▸ **Texte source**:
──────────

Placée au début de l’évangile, la scène de la Visitation décrit une rencontre très émouvante : il y règne un parfum de printemps spirituel, avec la fraîcheur et la beauté des commencements. Elle a probablement lieu au printemps, lorsque la vallée d’Aïn Karem resplendit des amandiers en fleurs blanches et roses. Saint Luc nous transporte dans la maison de Zacharie, pour assister à l’accolade entre Marie et Élisabeth, toutes deux enceintes. Le Salut est en train de se lever sur l’humanité comme un soleil resplendissant. Une rencontre qui comporte un double mouvement : se mettre en route (Marie) et accueillir (Élisabeth) ; une source d’inspiration pour nous en cette ultime semaine de préparation à Noël. Voici comment Benoît XVI nous invitait à entrer dans ce mouvement :

« La scène de la Visitation exprime aussi la beauté de l’accueil : là où il y a accueil réciproque, écoute, où l’on fait de la place à l’autre, Dieu est présent, ainsi que la joie qui vient de lui. Imitons Marie durant le temps de Noël, en rendant visite à ceux qui vivent des difficultés, en particulier les malades, les prisonniers, les personnes âgées et les enfants. Et imitons aussi Élisabeth qui accueille l’hôte comme Dieu lui-même : sans le désirer, nous ne connaîtrons jamais le Seigneur ; sans l’attendre, nous ne le rencontrerons pas ; sans le chercher, nous ne le trouverons pas. Avec la même joie que Marie qui se rend en hâte chez Élisabeth (cf. Lc 1, 39), allons, nous aussi, à la rencontre du Seigneur qui vient. Prions pour que tous les hommes cherchent Dieu, qu’ils découvrent que c’est Dieu lui-même qui vient nous rendre visite en premier. À Marie, Arche de l’Alliance nouvelle et éternelle, confions notre cœur, pour qu’elle le rende digne d’accueillir la visite de Dieu dans le mystère de son Noël. » Pape Benoît XVI, Angélus, 23 décembre 2012.

──────────

▸ **Données fournies**:
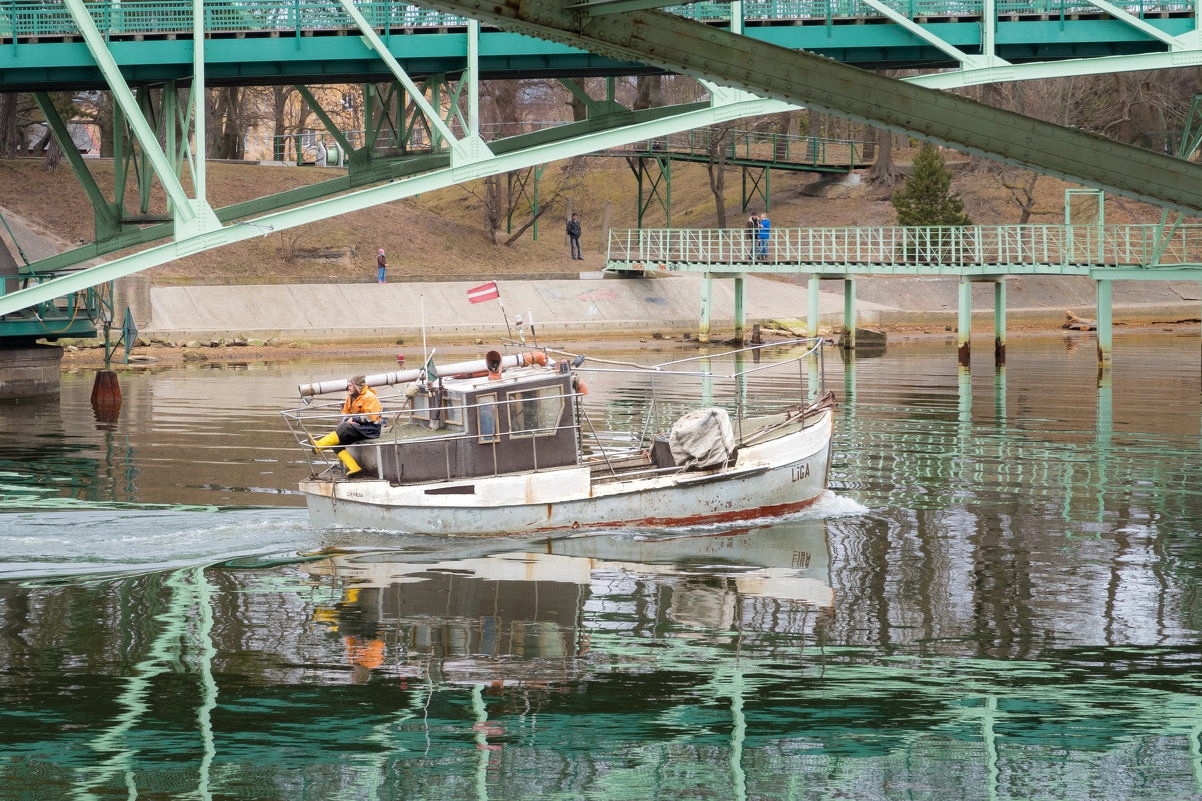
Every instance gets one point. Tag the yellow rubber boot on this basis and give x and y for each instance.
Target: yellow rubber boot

──────────

▸ **Consigne**:
Dans le texte sur la Visitation, relevez toutes les catégories de personnes que Benoît XVI invite à visiter durant le temps de Noël. Appuyez-vous uniquement sur le texte source.

▸ **Réponse complète**:
Les malades, les prisonniers, les personnes âgées et les enfants.